__Dokumenttext__
Wegen der übrigen Ansprüche sowie wegen weiterer Einzelheiten des Sachverhalts wird auf den Akteninhalt verwiesen.

II.

1.

Das Bundespatentgericht ist für die Entscheidung über den vorliegenden Einspruch nach § 147 Abs. 3 PatG in der bis zum 30. Juni 2006 geltenden Fassung zuständig geworden und auch nach der ab 1. Juli 2006 in Kraft getretenen Fassung des § 147 Abs. 3 PatG gemäß dem Grundsatz der perpetuatio fori zuständig geblieben (vgl. hierzu BGH GRUR 2007, 859, 861 f. -Informationsübermittlungsverfahren I; BGH GRUR 2007, 862 f. -Informationsübermittlungsverfahren II; BGH GRUR 2009, 184 f. -Ventilsteuerung).

2.

__Auflistung__
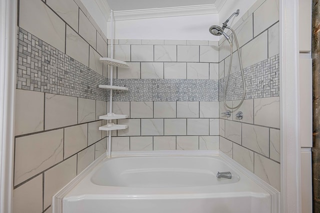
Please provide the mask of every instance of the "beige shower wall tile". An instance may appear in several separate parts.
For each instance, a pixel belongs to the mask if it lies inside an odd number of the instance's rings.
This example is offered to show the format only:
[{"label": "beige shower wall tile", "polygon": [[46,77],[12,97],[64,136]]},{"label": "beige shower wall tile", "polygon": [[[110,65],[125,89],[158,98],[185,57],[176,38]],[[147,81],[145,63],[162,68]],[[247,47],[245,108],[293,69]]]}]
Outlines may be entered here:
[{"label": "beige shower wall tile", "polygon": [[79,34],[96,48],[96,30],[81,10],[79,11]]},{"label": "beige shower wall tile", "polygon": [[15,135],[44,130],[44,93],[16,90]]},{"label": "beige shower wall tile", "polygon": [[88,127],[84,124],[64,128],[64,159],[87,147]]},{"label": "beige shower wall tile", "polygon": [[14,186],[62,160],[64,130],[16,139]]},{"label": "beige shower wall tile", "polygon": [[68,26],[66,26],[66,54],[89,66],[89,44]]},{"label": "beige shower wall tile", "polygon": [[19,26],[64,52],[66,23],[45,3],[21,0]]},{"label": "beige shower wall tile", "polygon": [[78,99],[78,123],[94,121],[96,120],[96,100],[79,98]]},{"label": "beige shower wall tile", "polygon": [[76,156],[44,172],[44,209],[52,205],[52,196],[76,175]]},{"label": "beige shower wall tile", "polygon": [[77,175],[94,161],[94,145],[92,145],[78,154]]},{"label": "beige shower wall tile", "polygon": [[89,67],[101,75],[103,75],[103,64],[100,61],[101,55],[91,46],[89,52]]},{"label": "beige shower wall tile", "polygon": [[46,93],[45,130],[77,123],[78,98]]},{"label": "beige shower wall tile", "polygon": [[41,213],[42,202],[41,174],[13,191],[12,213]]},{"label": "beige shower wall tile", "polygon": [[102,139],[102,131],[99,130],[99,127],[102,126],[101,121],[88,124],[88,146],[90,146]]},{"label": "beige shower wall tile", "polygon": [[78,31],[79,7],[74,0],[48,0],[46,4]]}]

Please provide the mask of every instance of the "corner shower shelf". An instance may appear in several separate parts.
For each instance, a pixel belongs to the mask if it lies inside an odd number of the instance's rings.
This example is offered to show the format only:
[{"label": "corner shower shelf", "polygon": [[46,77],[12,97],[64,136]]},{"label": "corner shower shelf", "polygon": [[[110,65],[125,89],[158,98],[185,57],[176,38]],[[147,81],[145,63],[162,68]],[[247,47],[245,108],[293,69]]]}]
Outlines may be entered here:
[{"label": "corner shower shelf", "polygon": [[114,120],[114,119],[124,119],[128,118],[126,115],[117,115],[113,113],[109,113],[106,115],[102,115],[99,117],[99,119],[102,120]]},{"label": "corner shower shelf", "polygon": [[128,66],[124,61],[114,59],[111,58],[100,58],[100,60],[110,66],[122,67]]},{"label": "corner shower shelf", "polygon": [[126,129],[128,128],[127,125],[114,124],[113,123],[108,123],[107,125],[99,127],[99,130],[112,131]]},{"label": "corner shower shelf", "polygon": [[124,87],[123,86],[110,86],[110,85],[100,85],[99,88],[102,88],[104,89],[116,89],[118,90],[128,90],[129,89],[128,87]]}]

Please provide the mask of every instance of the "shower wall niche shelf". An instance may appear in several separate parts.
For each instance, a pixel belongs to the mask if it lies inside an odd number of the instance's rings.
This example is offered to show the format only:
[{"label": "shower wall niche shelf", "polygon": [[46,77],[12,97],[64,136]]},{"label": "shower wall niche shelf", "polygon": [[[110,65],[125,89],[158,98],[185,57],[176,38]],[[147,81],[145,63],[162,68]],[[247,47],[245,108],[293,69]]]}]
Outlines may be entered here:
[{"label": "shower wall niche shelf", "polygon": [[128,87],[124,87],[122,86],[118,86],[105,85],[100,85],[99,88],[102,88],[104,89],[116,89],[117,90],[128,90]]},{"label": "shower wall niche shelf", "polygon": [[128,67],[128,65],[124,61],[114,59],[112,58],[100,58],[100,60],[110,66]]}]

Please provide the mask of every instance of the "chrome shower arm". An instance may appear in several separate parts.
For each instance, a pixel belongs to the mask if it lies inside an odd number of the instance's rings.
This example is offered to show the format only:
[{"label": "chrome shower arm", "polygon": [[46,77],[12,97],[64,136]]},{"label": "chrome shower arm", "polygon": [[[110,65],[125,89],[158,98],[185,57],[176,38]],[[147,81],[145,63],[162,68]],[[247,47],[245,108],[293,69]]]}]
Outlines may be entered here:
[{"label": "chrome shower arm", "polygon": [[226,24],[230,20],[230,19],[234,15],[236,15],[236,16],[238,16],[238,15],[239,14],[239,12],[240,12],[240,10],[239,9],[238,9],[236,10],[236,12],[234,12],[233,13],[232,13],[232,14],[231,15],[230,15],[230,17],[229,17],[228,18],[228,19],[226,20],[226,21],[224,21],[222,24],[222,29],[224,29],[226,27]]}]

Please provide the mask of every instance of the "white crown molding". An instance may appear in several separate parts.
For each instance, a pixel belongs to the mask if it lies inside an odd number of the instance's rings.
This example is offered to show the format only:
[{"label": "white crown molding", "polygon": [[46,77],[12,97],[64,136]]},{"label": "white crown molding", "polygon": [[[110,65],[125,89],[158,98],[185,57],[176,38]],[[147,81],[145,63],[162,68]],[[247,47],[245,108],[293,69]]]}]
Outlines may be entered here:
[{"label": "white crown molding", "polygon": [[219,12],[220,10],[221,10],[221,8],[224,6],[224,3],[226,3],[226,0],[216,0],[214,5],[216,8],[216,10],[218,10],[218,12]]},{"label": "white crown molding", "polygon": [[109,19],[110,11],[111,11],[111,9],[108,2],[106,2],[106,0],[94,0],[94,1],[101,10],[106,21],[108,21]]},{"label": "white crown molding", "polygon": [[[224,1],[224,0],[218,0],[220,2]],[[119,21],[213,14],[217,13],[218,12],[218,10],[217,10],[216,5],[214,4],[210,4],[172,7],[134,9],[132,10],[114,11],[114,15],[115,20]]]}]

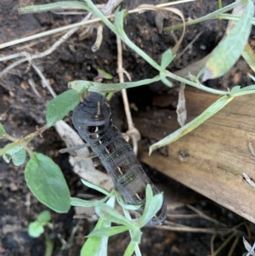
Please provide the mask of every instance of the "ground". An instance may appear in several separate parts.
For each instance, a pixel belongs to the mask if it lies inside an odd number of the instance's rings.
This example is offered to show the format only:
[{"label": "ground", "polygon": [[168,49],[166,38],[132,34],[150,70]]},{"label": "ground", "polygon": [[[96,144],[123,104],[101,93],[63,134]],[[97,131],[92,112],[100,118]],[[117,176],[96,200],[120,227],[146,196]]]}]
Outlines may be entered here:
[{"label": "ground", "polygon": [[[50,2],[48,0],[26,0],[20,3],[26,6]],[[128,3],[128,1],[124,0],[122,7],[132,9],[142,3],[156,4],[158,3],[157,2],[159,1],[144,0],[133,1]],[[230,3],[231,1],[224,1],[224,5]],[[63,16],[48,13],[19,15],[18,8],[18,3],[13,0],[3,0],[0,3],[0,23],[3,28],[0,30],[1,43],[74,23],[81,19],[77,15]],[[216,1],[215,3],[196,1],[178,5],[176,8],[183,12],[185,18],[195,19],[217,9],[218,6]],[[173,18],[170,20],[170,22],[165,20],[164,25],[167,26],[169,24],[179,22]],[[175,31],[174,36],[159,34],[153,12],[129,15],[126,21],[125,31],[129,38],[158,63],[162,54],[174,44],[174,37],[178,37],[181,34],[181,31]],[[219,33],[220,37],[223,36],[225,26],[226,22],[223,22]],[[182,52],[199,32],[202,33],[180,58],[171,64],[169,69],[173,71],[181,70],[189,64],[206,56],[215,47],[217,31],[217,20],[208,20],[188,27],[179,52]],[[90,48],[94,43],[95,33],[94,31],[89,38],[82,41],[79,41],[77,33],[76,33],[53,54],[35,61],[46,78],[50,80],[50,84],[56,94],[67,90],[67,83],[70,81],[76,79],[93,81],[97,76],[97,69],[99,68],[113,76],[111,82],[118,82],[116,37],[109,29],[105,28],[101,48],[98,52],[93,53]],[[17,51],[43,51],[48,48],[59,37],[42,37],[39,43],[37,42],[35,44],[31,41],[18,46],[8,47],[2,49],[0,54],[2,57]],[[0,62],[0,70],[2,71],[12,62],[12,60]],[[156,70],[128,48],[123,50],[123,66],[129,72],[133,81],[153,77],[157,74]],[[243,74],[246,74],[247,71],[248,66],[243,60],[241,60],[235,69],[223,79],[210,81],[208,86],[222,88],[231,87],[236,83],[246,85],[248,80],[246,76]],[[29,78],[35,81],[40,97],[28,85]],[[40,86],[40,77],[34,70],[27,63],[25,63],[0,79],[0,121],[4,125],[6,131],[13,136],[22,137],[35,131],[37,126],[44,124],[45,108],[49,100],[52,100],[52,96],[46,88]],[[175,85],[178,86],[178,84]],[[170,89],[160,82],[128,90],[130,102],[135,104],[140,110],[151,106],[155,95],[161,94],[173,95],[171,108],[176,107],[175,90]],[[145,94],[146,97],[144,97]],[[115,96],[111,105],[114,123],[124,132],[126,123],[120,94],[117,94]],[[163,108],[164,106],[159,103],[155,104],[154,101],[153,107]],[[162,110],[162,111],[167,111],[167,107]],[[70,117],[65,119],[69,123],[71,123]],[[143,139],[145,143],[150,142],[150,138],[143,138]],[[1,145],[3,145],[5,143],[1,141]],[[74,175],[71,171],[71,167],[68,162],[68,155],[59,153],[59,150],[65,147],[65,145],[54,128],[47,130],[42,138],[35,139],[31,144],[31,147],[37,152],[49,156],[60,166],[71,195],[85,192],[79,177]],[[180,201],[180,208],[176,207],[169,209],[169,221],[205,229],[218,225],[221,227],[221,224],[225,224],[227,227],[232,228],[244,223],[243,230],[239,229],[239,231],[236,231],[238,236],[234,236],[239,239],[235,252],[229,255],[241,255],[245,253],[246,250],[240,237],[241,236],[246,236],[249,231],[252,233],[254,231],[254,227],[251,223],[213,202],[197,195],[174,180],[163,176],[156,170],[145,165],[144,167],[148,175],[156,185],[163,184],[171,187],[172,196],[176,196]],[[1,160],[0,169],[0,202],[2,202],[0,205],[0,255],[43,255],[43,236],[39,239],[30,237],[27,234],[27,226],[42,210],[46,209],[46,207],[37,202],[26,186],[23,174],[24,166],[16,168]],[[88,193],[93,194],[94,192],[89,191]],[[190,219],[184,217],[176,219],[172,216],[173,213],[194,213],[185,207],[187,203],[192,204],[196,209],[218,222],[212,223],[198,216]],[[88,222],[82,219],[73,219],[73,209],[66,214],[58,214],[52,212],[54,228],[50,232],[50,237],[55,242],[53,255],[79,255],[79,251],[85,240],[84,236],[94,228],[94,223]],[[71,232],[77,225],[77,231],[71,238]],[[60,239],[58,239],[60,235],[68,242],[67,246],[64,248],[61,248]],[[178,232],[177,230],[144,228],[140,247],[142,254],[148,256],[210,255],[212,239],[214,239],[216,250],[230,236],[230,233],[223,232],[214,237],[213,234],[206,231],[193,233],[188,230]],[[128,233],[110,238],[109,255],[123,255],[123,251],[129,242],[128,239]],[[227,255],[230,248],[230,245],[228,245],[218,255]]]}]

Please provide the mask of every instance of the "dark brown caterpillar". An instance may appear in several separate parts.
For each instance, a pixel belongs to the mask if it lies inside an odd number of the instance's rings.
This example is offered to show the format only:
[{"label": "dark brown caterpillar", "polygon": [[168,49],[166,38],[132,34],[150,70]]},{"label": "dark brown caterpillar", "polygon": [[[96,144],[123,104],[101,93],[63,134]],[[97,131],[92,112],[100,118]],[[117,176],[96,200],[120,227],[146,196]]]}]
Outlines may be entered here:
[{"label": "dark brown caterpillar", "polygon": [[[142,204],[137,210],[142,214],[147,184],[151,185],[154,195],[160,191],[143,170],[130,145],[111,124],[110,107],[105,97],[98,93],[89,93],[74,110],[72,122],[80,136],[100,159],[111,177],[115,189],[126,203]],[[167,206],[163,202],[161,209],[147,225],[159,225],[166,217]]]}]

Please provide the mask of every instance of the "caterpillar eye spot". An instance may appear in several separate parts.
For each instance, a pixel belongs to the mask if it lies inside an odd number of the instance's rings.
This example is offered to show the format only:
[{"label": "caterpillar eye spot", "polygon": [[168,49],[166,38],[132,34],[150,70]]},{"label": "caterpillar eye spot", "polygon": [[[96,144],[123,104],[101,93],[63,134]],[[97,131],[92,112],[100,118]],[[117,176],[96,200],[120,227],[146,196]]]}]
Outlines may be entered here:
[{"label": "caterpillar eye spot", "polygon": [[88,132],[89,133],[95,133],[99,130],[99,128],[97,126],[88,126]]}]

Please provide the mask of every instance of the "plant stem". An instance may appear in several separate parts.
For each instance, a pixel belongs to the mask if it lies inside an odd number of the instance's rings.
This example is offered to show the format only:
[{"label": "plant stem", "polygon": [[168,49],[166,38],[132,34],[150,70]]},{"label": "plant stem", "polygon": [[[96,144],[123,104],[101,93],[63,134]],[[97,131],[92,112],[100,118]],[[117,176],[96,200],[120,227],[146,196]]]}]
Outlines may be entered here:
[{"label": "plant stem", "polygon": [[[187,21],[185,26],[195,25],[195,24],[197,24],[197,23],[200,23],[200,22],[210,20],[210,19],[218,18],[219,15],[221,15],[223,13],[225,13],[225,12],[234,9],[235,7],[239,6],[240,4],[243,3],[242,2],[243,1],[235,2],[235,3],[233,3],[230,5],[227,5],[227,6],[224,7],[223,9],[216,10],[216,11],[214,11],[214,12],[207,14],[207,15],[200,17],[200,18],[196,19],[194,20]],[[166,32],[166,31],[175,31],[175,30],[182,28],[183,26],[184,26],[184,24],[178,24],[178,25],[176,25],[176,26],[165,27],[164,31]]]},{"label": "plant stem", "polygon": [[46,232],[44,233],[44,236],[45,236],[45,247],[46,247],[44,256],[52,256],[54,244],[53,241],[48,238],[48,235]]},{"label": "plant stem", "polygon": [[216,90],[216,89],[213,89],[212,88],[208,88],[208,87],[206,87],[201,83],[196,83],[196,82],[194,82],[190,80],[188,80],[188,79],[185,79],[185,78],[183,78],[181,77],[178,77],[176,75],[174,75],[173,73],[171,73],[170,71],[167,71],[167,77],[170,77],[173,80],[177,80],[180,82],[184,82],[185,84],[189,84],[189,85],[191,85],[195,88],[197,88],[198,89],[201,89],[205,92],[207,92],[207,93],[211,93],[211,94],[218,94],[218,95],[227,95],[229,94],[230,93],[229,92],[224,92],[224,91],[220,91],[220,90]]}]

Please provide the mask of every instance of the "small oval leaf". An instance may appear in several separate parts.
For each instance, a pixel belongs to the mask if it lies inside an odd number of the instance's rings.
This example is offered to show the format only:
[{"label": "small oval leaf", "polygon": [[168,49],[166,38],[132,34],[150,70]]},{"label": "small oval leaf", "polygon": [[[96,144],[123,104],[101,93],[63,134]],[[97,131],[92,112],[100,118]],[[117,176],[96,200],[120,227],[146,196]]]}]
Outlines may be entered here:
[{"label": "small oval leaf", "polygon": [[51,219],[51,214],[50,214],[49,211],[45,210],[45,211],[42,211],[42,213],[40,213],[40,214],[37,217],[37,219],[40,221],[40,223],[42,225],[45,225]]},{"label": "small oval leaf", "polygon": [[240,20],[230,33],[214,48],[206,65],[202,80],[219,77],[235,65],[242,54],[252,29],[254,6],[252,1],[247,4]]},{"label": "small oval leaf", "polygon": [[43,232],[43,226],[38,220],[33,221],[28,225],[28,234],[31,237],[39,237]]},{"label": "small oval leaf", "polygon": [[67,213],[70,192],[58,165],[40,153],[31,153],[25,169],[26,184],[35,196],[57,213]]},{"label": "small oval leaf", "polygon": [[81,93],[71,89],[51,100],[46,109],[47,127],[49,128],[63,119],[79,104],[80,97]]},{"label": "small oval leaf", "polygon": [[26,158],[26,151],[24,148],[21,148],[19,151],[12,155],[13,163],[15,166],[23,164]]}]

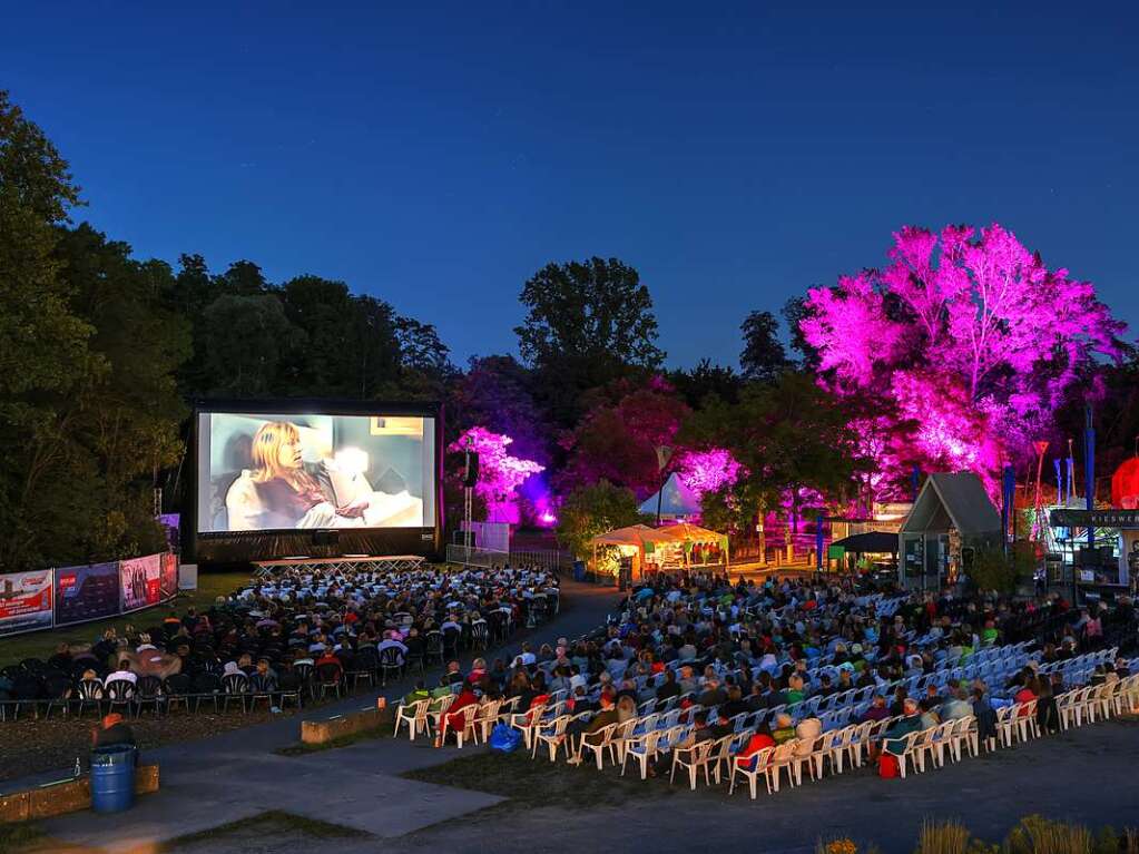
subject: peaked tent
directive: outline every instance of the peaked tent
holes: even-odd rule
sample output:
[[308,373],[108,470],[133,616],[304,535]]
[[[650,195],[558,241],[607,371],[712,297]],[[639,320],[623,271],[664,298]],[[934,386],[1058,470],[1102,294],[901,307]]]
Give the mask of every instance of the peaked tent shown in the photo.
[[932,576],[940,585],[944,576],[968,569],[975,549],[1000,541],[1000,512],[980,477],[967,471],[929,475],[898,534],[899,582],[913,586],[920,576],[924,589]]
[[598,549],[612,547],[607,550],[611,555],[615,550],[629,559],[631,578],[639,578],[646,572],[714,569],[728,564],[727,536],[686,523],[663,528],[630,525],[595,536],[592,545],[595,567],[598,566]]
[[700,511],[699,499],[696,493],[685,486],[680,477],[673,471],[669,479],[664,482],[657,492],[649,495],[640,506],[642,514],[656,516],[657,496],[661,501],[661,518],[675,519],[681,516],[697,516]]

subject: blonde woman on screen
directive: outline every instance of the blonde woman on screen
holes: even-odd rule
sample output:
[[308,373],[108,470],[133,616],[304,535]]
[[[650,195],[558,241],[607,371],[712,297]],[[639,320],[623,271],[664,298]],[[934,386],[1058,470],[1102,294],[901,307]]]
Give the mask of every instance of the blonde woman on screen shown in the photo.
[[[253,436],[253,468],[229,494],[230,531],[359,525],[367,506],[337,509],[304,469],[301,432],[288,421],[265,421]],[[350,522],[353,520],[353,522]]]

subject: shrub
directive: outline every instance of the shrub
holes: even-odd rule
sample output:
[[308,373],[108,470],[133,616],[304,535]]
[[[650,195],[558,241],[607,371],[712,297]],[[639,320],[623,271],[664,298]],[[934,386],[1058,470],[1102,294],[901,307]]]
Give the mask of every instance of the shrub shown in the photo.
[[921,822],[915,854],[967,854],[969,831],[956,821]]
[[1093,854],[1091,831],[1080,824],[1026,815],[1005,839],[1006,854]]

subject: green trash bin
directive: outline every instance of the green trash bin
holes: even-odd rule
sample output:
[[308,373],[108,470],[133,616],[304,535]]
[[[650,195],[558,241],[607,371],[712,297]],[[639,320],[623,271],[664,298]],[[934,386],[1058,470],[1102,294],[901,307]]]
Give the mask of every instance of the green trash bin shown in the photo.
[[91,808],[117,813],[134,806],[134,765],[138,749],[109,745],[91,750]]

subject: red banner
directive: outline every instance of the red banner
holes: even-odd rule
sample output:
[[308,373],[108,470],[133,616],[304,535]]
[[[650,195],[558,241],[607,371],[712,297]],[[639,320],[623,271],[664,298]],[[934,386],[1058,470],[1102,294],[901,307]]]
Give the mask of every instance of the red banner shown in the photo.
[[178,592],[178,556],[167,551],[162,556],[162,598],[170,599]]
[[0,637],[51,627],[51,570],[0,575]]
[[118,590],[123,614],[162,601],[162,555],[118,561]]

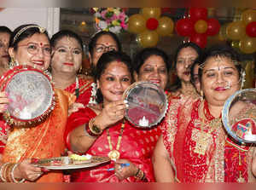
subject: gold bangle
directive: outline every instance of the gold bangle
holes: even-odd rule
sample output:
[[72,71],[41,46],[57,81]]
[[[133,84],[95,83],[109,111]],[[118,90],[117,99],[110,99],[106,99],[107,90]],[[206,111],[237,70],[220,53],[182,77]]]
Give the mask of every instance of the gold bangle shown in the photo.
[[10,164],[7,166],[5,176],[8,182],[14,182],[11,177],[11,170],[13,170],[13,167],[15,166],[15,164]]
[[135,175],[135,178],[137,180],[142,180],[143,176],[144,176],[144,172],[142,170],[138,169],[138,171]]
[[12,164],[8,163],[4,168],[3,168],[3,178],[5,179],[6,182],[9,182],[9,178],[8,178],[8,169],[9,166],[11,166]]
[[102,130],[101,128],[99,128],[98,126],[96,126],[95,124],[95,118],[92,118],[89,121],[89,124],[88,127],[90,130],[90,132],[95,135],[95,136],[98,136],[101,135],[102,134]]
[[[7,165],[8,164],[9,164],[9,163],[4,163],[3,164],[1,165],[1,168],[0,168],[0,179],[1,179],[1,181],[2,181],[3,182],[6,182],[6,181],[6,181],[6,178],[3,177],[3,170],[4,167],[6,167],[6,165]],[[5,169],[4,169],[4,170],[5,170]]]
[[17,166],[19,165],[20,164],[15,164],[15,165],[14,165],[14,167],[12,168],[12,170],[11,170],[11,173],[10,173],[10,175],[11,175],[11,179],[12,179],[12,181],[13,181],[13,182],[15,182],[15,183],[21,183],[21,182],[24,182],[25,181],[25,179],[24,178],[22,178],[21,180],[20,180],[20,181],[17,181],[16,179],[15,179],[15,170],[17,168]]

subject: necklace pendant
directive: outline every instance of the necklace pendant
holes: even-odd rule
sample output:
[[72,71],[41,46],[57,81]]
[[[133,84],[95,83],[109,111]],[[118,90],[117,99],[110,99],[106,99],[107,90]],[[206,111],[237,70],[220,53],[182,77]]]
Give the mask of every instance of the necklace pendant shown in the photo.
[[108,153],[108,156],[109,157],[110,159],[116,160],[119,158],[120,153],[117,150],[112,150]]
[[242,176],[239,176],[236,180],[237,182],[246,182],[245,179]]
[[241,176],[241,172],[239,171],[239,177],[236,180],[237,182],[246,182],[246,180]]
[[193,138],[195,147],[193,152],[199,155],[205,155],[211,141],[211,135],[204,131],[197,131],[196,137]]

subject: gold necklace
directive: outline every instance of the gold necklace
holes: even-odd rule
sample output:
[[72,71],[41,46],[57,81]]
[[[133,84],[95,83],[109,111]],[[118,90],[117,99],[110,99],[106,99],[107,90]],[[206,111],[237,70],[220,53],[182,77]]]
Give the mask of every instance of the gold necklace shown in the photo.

__Aufgabe__
Gib aus dem Text zur Zuständigkeit des Bundespatentgerichts alles von „Das Bundespatentgericht ist“ bis hinunter zu „184 f. -Ventilsteuerung).“ wortgetreu wieder.

__Endgültige Antwort__
Das Bundespatentgericht ist für die Entscheidung über den vorliegenden Einspruch nach § 147 Abs. 3 PatG in der bis zum 30. Juni 2006 geltenden Fassung zuständig geworden und auch nach der ab 1. Juli 2006 in Kraft getretenen Fassung des § 147 Abs. 3 PatG gemäß dem Grundsatz der perpetuatio fori zuständig geblieben (vgl. hierzu BGH GRUR 2007, 859, 861 f. -Informationsübermittlungsverfahren I; BGH GRUR 2007, 862 f. -Informationsübermittlungsverfahren II; BGH GRUR 2009, 184 f. -Ventilsteuerung).